>> start
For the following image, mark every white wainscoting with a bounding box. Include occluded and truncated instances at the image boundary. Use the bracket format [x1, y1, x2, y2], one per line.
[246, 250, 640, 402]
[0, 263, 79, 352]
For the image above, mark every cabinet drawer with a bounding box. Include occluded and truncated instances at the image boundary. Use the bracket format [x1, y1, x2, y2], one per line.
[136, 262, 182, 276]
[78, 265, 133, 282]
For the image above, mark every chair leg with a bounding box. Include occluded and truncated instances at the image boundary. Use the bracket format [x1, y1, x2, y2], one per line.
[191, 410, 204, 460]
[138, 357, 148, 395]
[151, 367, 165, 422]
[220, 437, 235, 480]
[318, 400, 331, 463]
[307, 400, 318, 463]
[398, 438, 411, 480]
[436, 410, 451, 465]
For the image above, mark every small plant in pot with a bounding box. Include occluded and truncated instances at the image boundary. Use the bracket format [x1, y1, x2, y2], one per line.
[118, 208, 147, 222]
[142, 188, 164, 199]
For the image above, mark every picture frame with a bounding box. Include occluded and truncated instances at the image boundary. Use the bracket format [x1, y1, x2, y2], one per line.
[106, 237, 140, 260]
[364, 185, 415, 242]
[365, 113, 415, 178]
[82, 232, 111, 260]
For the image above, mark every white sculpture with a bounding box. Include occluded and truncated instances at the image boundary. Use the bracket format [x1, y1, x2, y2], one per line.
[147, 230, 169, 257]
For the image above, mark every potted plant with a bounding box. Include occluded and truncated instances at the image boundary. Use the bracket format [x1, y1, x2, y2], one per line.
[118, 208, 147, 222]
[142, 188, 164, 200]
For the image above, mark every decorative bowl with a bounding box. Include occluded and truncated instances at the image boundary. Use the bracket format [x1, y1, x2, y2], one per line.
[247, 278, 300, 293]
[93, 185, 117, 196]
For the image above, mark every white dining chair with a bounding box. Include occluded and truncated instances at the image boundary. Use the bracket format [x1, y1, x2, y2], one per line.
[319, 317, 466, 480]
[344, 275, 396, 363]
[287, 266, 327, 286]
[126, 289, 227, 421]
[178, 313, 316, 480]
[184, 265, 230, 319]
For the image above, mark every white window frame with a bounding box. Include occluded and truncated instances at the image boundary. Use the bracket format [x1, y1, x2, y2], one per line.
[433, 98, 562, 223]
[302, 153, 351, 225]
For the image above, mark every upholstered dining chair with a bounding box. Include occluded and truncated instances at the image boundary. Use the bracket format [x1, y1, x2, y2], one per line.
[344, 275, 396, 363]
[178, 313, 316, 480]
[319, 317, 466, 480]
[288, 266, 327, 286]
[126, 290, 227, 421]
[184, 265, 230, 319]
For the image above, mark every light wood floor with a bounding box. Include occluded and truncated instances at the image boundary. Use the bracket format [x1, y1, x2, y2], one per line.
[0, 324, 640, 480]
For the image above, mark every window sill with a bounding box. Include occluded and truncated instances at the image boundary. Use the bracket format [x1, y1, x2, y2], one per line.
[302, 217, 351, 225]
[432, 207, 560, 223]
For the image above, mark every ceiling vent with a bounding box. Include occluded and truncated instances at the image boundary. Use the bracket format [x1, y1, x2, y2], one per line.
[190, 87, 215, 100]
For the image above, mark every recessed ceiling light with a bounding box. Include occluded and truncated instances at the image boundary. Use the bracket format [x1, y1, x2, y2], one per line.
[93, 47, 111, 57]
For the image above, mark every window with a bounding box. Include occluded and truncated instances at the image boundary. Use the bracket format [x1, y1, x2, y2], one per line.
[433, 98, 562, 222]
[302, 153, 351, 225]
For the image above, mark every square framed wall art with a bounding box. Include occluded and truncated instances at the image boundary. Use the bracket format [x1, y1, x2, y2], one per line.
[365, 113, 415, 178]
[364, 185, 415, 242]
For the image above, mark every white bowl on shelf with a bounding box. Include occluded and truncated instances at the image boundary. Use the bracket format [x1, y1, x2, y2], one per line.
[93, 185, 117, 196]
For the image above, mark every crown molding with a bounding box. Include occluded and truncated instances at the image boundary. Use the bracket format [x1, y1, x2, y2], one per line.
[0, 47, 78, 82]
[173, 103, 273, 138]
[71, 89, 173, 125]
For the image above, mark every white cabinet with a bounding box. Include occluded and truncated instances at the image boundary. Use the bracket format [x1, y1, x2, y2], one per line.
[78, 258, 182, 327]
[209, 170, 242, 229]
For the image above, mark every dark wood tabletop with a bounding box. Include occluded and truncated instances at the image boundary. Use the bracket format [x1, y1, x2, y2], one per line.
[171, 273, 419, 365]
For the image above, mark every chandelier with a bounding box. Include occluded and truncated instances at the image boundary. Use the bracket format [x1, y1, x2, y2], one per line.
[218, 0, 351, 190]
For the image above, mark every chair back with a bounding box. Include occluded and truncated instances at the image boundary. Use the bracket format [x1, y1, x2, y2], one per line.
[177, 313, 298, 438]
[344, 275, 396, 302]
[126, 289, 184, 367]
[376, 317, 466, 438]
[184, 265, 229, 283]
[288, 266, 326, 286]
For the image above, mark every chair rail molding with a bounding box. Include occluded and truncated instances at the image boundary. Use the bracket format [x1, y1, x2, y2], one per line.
>> end
**Objective**. Could you turn everything in the data from the line containing "For the image above, mark every recessed" down to the line containing "[93, 47, 111, 57]", both included, into a Markdown table with a Number column and a Content column, leaving out blank lines?

**Response for this exercise**.
| Number | Content |
|---|---|
| 1 | For the image above, mark every recessed ceiling light with a bounding box. Include occluded and truncated instances at the image boundary. Use the bracket format [x1, y1, x2, y2], one per line. |
| 2 | [93, 47, 111, 57] |